Repeat verbatim, and only, the lines of the data below, beginning at the line that contains "Target: ocean" and stopping after the line that contains "(format x=4, y=196)".

____________________

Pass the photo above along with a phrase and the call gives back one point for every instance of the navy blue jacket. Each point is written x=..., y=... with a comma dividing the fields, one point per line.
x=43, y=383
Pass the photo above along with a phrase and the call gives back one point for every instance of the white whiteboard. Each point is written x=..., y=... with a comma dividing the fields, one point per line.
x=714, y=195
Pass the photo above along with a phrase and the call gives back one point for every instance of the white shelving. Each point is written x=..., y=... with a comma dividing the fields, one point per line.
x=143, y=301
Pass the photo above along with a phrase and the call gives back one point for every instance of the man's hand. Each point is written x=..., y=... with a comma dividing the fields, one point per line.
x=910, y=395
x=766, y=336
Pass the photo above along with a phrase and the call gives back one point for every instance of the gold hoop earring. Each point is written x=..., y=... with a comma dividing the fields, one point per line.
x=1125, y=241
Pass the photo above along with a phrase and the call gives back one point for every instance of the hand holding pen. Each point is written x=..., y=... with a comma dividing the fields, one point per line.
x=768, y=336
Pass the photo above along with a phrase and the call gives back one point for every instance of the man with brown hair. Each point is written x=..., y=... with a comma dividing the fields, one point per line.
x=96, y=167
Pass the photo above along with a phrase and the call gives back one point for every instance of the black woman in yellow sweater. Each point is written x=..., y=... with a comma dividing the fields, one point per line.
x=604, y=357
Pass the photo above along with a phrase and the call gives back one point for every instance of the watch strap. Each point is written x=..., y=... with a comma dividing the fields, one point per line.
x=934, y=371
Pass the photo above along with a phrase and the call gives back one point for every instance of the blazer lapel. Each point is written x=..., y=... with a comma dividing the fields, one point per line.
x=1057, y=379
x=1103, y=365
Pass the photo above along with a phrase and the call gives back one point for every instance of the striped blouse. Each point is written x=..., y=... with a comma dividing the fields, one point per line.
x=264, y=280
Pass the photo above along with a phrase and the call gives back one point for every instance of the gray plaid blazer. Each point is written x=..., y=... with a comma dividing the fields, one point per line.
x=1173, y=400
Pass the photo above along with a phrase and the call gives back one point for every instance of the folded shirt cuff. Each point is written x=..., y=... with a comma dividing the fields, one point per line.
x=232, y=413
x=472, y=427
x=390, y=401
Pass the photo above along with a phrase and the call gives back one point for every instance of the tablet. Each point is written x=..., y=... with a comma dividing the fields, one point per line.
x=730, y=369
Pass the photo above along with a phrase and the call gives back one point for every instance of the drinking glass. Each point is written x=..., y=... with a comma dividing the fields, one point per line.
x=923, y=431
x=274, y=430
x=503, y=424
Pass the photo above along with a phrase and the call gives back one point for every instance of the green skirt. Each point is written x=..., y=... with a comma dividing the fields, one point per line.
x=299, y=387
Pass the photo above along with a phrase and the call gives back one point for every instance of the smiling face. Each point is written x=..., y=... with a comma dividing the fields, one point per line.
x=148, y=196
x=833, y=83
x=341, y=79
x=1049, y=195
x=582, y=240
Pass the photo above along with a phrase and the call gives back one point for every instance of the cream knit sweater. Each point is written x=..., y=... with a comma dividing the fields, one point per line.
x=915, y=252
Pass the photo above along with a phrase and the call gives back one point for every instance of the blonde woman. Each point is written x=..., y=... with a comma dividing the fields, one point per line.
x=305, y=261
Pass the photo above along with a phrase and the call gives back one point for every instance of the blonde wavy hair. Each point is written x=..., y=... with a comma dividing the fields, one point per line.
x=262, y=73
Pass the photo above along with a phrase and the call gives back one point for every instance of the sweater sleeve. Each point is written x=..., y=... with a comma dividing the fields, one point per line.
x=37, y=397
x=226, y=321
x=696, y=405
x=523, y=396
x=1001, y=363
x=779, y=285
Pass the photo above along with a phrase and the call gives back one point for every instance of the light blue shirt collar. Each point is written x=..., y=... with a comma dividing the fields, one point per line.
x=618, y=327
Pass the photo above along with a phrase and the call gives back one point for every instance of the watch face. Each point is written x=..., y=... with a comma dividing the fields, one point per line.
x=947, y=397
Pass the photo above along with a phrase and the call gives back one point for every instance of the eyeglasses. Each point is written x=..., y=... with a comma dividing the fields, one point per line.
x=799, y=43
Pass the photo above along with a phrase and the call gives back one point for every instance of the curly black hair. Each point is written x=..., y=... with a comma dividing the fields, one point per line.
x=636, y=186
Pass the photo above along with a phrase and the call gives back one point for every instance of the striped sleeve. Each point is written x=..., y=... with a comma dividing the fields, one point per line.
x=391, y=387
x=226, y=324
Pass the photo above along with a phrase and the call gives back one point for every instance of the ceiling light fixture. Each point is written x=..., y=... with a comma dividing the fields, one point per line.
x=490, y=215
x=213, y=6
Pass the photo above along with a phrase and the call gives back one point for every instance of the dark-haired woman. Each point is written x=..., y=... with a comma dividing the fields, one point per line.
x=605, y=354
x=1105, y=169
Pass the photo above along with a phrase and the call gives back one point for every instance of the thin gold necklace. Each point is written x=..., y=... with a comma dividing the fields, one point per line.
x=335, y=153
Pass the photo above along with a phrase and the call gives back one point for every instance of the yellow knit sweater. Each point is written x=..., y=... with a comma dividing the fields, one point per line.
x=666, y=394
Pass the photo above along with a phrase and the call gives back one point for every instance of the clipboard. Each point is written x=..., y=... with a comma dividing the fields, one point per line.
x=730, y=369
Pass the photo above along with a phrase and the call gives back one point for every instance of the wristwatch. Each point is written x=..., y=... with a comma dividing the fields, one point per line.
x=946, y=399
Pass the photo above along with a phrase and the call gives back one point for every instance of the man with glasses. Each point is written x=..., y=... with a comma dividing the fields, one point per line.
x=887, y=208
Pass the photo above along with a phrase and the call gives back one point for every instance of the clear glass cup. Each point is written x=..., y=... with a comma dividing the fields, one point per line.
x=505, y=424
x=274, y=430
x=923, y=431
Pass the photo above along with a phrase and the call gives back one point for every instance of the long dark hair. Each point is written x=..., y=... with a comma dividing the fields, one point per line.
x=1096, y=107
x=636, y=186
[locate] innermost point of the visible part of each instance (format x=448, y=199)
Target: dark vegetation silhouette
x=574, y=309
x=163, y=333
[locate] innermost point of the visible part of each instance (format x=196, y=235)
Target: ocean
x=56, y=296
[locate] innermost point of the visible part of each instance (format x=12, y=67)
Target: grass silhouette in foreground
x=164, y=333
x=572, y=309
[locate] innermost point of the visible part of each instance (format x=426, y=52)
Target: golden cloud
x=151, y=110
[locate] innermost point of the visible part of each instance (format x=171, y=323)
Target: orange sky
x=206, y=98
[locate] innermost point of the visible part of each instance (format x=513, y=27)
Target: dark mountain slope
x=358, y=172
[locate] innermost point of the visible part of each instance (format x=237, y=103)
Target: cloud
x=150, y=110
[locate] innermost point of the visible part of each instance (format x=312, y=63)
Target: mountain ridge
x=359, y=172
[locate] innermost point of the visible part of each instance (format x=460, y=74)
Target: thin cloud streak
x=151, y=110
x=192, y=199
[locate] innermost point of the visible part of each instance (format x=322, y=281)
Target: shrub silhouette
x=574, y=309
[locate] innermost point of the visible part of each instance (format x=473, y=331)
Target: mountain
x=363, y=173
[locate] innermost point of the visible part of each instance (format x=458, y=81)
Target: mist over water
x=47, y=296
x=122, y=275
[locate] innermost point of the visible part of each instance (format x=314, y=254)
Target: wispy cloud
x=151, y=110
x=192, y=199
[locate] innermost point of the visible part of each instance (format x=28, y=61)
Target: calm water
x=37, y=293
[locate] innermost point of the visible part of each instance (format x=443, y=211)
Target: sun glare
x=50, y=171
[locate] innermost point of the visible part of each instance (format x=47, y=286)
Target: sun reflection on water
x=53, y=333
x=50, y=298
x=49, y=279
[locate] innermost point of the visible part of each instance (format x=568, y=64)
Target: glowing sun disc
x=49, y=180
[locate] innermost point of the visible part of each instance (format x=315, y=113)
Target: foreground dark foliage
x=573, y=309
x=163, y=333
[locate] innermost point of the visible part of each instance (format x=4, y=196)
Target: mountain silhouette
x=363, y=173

____________________

(Solution for this task):
Target: ocean
x=56, y=296
[locate] innermost point of the visible part of each instance (format x=12, y=67)
Target: grass silhouette in foreground
x=164, y=333
x=572, y=309
[locate] innermost point of the visible part of each instance (format x=426, y=52)
Target: golden cloud
x=151, y=110
[locate] innermost point of the visible part of each instance (format x=171, y=323)
Target: orange sky
x=206, y=98
[locate] innermost point of the visible part of each instance (format x=513, y=27)
Target: dark mountain slope
x=358, y=172
[locate] innermost point of the visible part of each instance (format x=237, y=103)
Target: cloud
x=150, y=110
[locate] innermost point of the visible part of each instance (format x=312, y=63)
Target: mountain ridge
x=359, y=172
[locate] innermost point of the visible part of each instance (format x=460, y=74)
Target: thin cloud streak
x=151, y=110
x=192, y=199
[locate] innermost point of the visible part of each instance (format x=322, y=281)
Target: shrub silhouette
x=574, y=309
[locate] innermost point of the visible part of each instance (format x=473, y=331)
Target: mountain
x=363, y=173
[locate] innermost point of the visible part of each instance (format x=458, y=81)
Target: mist over water
x=47, y=296
x=122, y=275
[locate] innermost point of the visible part of each instance (format x=314, y=254)
Target: wispy cloud
x=151, y=110
x=192, y=199
[locate] innermost point of the visible part of each instance (format x=28, y=61)
Target: calm water
x=37, y=293
[locate] innermost point of the visible part of each instance (format x=443, y=211)
Target: sun glare
x=50, y=171
[locate] innermost point of the visible part of each instance (format x=47, y=286)
Target: sun reflection on water
x=53, y=333
x=50, y=298
x=49, y=279
[locate] innermost point of the visible part of each instance (format x=568, y=64)
Target: glowing sun disc
x=49, y=180
[locate] innermost point of the visible part of each instance (format x=315, y=113)
Target: foreground dark foliage
x=573, y=309
x=163, y=333
[locate] innermost point of the visible part of each instance (format x=4, y=196)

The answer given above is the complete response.